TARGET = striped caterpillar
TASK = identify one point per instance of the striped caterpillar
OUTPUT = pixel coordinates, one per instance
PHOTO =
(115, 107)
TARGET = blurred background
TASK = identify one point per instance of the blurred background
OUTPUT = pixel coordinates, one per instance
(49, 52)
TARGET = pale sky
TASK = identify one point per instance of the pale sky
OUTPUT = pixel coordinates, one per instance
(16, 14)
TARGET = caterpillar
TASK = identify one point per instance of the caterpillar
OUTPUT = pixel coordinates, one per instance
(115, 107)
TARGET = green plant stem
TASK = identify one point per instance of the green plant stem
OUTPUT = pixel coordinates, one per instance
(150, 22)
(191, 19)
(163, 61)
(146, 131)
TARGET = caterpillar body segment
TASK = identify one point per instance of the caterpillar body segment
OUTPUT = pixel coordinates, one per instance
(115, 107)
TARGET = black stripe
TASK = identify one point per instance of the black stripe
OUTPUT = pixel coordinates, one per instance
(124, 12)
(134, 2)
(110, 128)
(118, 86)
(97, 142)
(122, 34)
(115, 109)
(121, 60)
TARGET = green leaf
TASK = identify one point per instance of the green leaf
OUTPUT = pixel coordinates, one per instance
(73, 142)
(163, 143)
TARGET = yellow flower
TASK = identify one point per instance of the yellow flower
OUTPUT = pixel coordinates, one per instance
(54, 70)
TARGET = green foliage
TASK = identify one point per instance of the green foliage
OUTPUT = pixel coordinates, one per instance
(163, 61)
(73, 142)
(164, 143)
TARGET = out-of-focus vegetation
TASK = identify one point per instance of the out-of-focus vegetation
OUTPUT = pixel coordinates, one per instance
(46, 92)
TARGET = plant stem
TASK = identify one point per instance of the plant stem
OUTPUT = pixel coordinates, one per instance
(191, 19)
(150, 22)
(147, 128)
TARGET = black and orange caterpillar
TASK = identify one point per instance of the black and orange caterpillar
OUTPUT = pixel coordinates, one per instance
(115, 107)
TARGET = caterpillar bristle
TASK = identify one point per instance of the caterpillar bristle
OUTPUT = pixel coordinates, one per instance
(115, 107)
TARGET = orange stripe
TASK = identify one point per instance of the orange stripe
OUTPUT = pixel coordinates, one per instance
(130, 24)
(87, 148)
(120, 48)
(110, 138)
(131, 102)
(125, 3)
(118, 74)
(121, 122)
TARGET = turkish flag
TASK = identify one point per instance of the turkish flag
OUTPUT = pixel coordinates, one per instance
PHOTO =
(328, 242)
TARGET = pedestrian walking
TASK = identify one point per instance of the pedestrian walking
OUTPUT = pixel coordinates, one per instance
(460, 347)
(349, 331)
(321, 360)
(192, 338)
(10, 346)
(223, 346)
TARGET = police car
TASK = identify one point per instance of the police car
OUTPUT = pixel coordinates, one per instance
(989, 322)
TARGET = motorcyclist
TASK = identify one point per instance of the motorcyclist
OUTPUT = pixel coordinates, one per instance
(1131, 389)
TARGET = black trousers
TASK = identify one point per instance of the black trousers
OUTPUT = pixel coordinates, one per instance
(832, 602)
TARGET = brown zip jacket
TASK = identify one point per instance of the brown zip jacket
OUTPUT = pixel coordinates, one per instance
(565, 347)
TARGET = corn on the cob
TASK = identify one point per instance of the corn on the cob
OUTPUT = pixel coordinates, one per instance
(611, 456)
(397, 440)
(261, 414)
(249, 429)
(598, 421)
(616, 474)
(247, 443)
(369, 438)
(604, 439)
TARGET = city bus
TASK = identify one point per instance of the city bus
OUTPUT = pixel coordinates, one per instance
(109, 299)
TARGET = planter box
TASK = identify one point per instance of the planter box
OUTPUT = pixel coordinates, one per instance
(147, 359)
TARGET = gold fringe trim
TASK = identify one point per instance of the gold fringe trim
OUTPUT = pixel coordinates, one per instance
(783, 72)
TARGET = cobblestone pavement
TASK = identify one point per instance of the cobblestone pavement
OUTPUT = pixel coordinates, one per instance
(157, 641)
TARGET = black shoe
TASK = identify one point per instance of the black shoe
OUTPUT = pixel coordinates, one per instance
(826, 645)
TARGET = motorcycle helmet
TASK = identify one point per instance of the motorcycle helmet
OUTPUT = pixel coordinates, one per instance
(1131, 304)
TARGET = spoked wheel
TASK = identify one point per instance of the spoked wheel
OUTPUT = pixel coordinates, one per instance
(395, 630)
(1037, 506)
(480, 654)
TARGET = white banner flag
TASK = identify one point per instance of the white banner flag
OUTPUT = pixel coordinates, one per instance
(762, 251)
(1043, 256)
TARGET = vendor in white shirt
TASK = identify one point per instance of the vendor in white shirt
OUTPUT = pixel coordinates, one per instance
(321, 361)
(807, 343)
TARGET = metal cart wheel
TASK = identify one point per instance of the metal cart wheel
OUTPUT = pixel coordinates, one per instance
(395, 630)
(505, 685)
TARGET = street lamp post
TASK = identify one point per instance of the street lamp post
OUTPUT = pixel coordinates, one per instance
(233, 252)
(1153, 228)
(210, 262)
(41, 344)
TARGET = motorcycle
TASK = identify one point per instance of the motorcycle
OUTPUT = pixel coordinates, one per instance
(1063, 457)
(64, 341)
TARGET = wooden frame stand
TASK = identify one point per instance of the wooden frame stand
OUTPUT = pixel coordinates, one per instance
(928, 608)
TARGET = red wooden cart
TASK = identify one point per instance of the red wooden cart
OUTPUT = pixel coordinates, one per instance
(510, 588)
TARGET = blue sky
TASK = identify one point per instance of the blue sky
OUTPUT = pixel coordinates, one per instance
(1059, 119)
-------------------------
WHAT YOU ARE ASKED TO DO: Repeat the listing above in full.

ANSWER AREA:
TARGET = striped caterpillar
TASK = identify one point per instance of the striped caterpillar
OUTPUT = pixel coordinates, one per instance
PHOTO =
(115, 107)
TARGET = blurred background
TASK = identify one point per instance of the blurred background
OUTPUT = pixel coordinates, one per instance
(49, 52)
TARGET = pale sky
TASK = identify one point per instance of the pale sky
OUTPUT = pixel coordinates, one per instance
(16, 14)
TARGET = caterpillar
TASK = identify one point per instance of the caterpillar
OUTPUT = pixel coordinates, one per instance
(115, 107)
TARGET = green plant stem
TASK = identify one point per instance of the green plant stem
OUTPUT = pixel coordinates, one per instance
(150, 22)
(191, 19)
(163, 61)
(146, 131)
TARGET = caterpillar body segment
TASK = identify one point per instance of the caterpillar body segment
OUTPUT = pixel coordinates, one per instance
(115, 107)
TARGET = black stripe
TASK = identify one point per instance of the black stripe
OUTPUT = pixel coordinates, one per instance
(124, 12)
(134, 2)
(110, 128)
(118, 86)
(97, 142)
(122, 34)
(115, 109)
(121, 60)
TARGET = green leaf
TASK = identify one point per instance of the green leaf
OUTPUT = pixel coordinates, one per instance
(73, 142)
(163, 143)
TARGET = yellow flower
TASK = identify one point per instance of the yellow flower
OUTPUT = pixel coordinates, one per instance
(54, 70)
TARGET = green foliage
TASK = identify one point per instance of the green foliage
OUTPUT = pixel coordinates, one per instance
(163, 61)
(73, 142)
(164, 143)
TARGET = out-of-focus vegetation
TASK = identify one point per instance of the out-of-focus vegetation
OUTPUT = pixel coordinates, one per instance
(46, 92)
TARGET = plant stem
TASK = identify one point per instance of the plant stem
OUTPUT = pixel coordinates, one per instance
(191, 19)
(150, 22)
(147, 128)
TARGET = black and orange caterpillar
TASK = identify one point per instance of the black and orange caterpillar
OUTPUT = pixel coordinates, one per instance
(115, 107)
TARGET = caterpillar bristle
TASK = identify one point per instance of the caterpillar bristle
OUTPUT = pixel coordinates, one per instance
(115, 107)
TARGET = orange stripe
TASK = identify one point per instance of the orange stripe
OUTPUT = pixel coordinates, one per instance
(130, 24)
(87, 148)
(120, 48)
(110, 138)
(131, 102)
(125, 3)
(118, 74)
(121, 122)
TARGET = turkish flag
TASK = identify one point per instance of the turkish flag
OUTPUT = pixel coordinates, one per instance
PHOTO =
(328, 242)
TARGET = pedestrian walking
TASK = identify one point per instance of the pedestrian walking
OUTPUT = pixel coordinates, one per instance
(460, 347)
(349, 331)
(321, 360)
(192, 338)
(10, 346)
(223, 346)
TARGET = police car
TASK = identify one point per instance of the police car
OUTPUT = pixel coordinates, one per instance
(989, 322)
TARGET = motorcyclist
TASK = identify one point per instance of the motorcyclist
OUTPUT = pixel coordinates, one per instance
(1131, 389)
TARGET = black trousers
TASK = identify one point per instance of the black trousers
OUTPUT = pixel coordinates, one per instance
(832, 602)
TARGET = brown zip jacket
TASK = identify one point per instance of the brown zip jacket
OUTPUT = pixel coordinates, one per instance
(565, 347)
TARGET = corn on the cob
TASK = identify one point per instance of the corn on the cob
OUTPUT = pixel coordinates, one per instance
(611, 456)
(397, 440)
(261, 414)
(249, 429)
(598, 421)
(616, 474)
(247, 443)
(369, 438)
(604, 439)
TARGET = city bus
TASK = identify one point per instance of the city bus
OUTPUT = pixel coordinates, one per instance
(109, 299)
TARGET = planter box
TASK = identify one point per instance of the planter box
OUTPUT = pixel coordinates, one per instance
(147, 359)
TARGET = gold fringe trim
TASK = identify one point per instance of the gold fringe trim
OUTPUT = pixel coordinates, one per instance
(783, 72)
TARGET = cobblestone pavement
TASK = identify one point per instance of the cobblestone pavement
OUTPUT = pixel coordinates, one per instance
(157, 641)
TARGET = black shoe
TASK = identify one point per instance of the black shoe
OUTPUT = pixel coordinates, one per instance
(826, 645)
TARGET = motorcycle helmet
TASK = identify one point per instance of the motorcycle helmet
OUTPUT = pixel coordinates, one per instance
(1131, 304)
TARGET = spoked wheel
TASK = identify one point per instance of the spoked wheel
OUTPUT = pixel coordinates, one per instance
(395, 630)
(1037, 506)
(480, 654)
TARGET = white banner flag
TASK = identify one point per instance of the white banner flag
OUTPUT = pixel coordinates, one per instance
(762, 251)
(1043, 256)
TARGET = vendor in white shirt
TASK = identify one point per instance of the vendor in white shirt
OUTPUT = pixel coordinates, one per instance
(321, 361)
(807, 343)
TARGET = metal cart wheel
TASK = identify one point per instance of the metal cart wheel
OUTPUT = pixel coordinates, one per instance
(395, 630)
(505, 685)
TARGET = street lamp post
TASK = identify one point per instance of the street lamp post
OUTPUT = pixel coordinates, one per instance
(233, 252)
(1153, 228)
(210, 262)
(41, 344)
TARGET = motorcycle
TASK = identify one point per instance of the motorcycle
OUTPUT = pixel coordinates, one per instance
(1063, 457)
(64, 341)
TARGET = wooden frame stand
TASK = identify one point per instance of the wooden frame stand
OUTPUT = pixel coordinates, one per instance
(928, 608)
TARGET = red wooden cart
TASK = identify one point per instance of the red wooden cart
OUTPUT = pixel coordinates, one per instance
(510, 588)
TARGET = blue sky
TASK = identify one point per instance of the blue sky
OUTPUT = pixel coordinates, one per instance
(1059, 119)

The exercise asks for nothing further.